*Pointing dataset records*.
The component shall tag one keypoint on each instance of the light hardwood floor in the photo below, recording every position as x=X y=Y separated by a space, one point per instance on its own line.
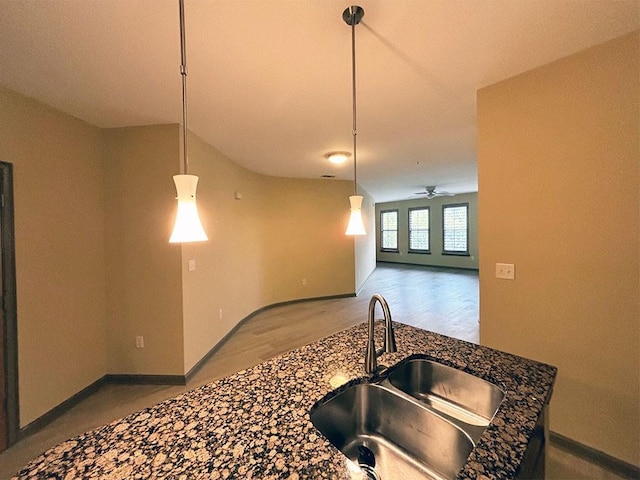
x=441 y=300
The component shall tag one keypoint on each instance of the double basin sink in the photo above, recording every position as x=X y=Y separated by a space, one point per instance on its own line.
x=421 y=421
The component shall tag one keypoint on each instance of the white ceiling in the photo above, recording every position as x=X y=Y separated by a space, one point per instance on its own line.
x=269 y=81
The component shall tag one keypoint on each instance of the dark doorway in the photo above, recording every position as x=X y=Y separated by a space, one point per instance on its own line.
x=9 y=411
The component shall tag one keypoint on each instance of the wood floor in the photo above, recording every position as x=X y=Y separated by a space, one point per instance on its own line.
x=441 y=300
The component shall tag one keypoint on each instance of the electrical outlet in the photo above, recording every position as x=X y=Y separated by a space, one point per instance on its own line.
x=506 y=271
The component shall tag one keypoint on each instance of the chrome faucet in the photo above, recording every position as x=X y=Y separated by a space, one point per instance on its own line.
x=370 y=357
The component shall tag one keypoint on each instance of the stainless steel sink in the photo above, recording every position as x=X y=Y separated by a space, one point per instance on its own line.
x=391 y=436
x=455 y=393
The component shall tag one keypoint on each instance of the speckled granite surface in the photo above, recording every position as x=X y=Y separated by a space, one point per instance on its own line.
x=255 y=423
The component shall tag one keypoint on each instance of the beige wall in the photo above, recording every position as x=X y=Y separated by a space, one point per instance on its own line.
x=93 y=213
x=558 y=158
x=260 y=247
x=435 y=258
x=143 y=269
x=60 y=251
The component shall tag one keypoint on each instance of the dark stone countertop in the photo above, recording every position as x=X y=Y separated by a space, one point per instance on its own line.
x=255 y=423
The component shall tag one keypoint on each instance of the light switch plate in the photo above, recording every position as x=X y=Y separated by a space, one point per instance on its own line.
x=506 y=271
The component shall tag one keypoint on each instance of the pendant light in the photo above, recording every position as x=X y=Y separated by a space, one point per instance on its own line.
x=188 y=227
x=352 y=16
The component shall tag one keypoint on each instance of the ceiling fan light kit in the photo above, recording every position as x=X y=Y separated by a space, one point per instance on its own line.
x=431 y=192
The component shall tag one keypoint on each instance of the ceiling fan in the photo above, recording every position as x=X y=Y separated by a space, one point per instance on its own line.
x=431 y=192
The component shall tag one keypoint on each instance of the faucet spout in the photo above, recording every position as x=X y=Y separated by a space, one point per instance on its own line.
x=371 y=354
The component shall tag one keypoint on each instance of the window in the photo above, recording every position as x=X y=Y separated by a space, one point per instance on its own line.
x=389 y=230
x=419 y=230
x=456 y=229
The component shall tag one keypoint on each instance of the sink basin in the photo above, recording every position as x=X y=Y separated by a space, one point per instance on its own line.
x=455 y=393
x=391 y=436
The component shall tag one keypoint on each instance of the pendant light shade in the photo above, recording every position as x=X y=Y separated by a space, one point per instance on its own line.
x=356 y=226
x=352 y=16
x=188 y=227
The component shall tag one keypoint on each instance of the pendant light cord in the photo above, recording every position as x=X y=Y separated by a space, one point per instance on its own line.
x=353 y=81
x=183 y=73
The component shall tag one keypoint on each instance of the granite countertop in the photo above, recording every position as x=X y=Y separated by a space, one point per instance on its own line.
x=255 y=423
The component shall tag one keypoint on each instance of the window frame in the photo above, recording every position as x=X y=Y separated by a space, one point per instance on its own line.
x=464 y=253
x=382 y=230
x=420 y=251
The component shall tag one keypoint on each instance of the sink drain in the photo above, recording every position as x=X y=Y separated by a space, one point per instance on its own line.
x=367 y=462
x=369 y=472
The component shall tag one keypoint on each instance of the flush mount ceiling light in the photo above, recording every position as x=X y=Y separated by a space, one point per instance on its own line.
x=352 y=16
x=338 y=157
x=188 y=227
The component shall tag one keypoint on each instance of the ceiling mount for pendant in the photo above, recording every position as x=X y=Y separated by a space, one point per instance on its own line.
x=352 y=15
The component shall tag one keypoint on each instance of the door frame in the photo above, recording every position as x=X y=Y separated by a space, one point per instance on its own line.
x=7 y=251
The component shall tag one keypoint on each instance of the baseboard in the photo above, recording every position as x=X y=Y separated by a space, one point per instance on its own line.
x=619 y=467
x=145 y=379
x=60 y=409
x=439 y=267
x=224 y=339
x=133 y=379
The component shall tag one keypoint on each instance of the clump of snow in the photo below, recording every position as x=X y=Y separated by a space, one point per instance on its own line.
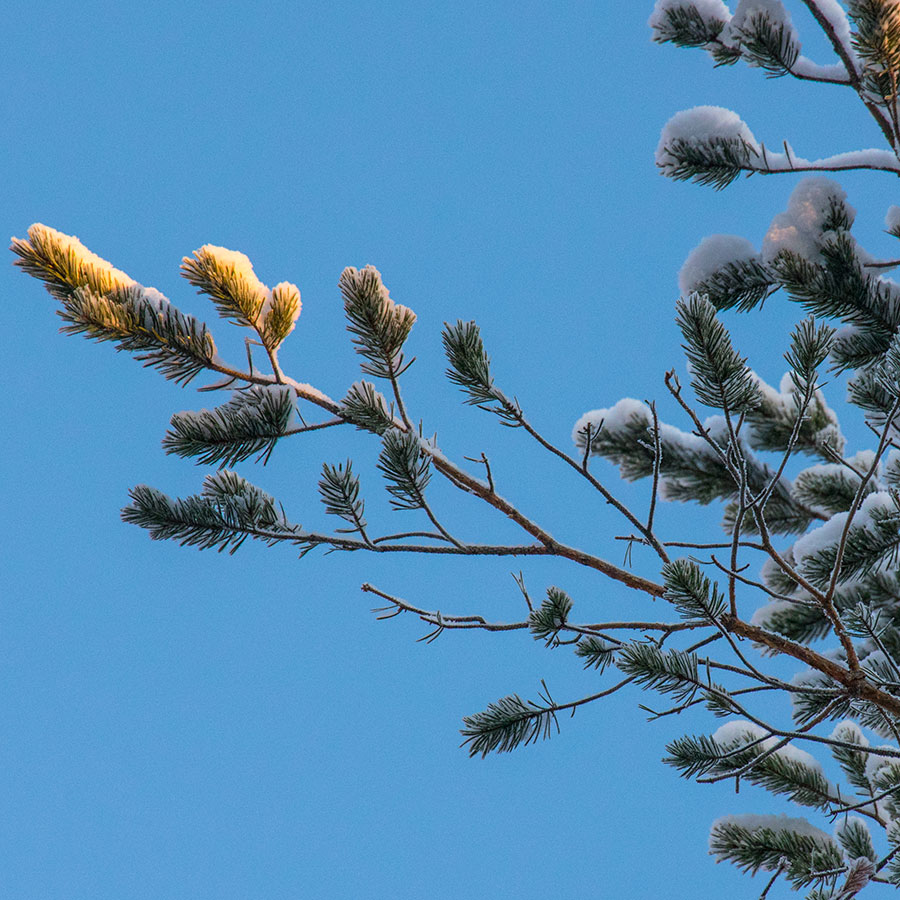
x=616 y=417
x=45 y=236
x=775 y=823
x=708 y=9
x=240 y=265
x=736 y=733
x=850 y=733
x=152 y=297
x=762 y=617
x=710 y=255
x=837 y=18
x=749 y=12
x=799 y=228
x=882 y=765
x=701 y=123
x=806 y=68
x=892 y=218
x=829 y=533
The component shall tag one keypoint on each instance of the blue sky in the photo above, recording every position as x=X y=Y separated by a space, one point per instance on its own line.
x=192 y=725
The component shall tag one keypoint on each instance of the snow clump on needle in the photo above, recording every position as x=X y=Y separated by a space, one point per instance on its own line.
x=708 y=10
x=710 y=255
x=750 y=11
x=699 y=124
x=799 y=228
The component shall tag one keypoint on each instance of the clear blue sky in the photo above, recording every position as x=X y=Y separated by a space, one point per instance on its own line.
x=190 y=725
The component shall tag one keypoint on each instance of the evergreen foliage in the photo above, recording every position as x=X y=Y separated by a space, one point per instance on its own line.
x=807 y=564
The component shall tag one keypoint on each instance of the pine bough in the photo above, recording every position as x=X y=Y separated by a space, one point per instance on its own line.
x=811 y=544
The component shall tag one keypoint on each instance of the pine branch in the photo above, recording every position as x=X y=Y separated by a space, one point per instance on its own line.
x=511 y=722
x=720 y=378
x=551 y=617
x=367 y=409
x=407 y=469
x=379 y=325
x=339 y=490
x=157 y=333
x=227 y=277
x=690 y=591
x=250 y=423
x=753 y=847
x=470 y=370
x=227 y=511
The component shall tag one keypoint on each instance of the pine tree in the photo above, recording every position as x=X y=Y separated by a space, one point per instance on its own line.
x=809 y=549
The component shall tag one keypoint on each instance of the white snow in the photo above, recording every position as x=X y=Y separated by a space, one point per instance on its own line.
x=154 y=298
x=837 y=18
x=806 y=68
x=892 y=219
x=238 y=262
x=761 y=617
x=43 y=235
x=735 y=733
x=876 y=765
x=775 y=823
x=850 y=733
x=710 y=255
x=829 y=533
x=616 y=417
x=750 y=10
x=799 y=228
x=698 y=124
x=708 y=9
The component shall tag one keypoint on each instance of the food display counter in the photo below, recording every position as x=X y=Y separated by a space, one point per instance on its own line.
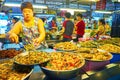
x=97 y=54
x=109 y=72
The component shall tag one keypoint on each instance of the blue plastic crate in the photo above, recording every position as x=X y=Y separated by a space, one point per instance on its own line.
x=116 y=58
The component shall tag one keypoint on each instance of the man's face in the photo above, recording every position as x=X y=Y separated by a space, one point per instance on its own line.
x=27 y=13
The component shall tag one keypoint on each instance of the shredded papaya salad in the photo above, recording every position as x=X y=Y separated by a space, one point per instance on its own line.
x=64 y=61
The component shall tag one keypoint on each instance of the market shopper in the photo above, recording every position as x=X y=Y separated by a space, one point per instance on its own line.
x=67 y=28
x=80 y=26
x=30 y=28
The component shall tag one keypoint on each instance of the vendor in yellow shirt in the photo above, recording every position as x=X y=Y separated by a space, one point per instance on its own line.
x=101 y=28
x=107 y=28
x=30 y=28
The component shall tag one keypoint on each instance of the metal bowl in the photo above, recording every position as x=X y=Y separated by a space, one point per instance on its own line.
x=62 y=74
x=35 y=61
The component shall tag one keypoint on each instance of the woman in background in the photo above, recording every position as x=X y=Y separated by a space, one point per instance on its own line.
x=31 y=28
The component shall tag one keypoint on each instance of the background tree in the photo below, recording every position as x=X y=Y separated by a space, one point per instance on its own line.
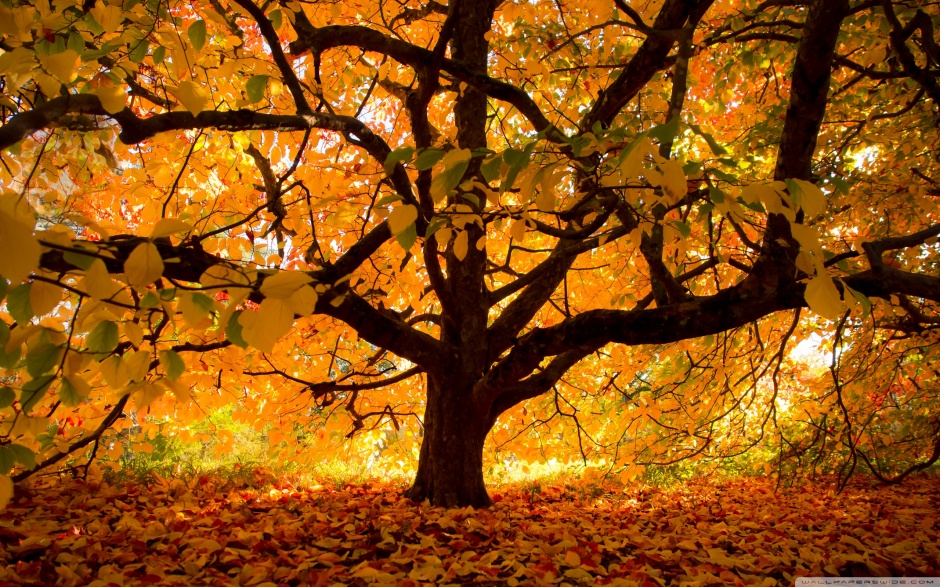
x=432 y=216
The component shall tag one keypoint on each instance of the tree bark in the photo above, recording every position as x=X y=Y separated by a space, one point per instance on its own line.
x=450 y=465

*Problem statement*.
Format the records from the line with "of the vendor" up to and including the last line of the records as a two-column CSV with the headers instruction and points. Give one row per instruction, put each value in a single quoted field with line breaks turned into spaces, and leave the pictures out.

*Complete response*.
instruction,points
"The component shall tag one keypoint on each instance of the vendor in yellow shirt in the photo above, recording every position as x=X y=Y separated by a space, one point per instance on its own line.","x=101 y=28 x=107 y=28 x=30 y=28"
"The component shall tag one keypoint on each instance of the metal bowl in the photo above, recording every position as x=X y=Y separated by a space, one point per instance on its own line.","x=62 y=74 x=35 y=61"
"The component shall tag one keypoint on each instance of the woman in background in the photo above, recording every position as x=X y=Y separated by a space, one point per instance on its own line.","x=31 y=28"
"The component shall tag one keypoint on each instance of the background tree in the photo below, recording every position as x=X y=Y separated by a space, one point per instance on its own line.","x=432 y=216"
"The component shall tag one keypoint on each instance of the tree bark in the photo above, recording every position as x=X y=Y separated by a space, one point per instance on its own line.","x=450 y=465"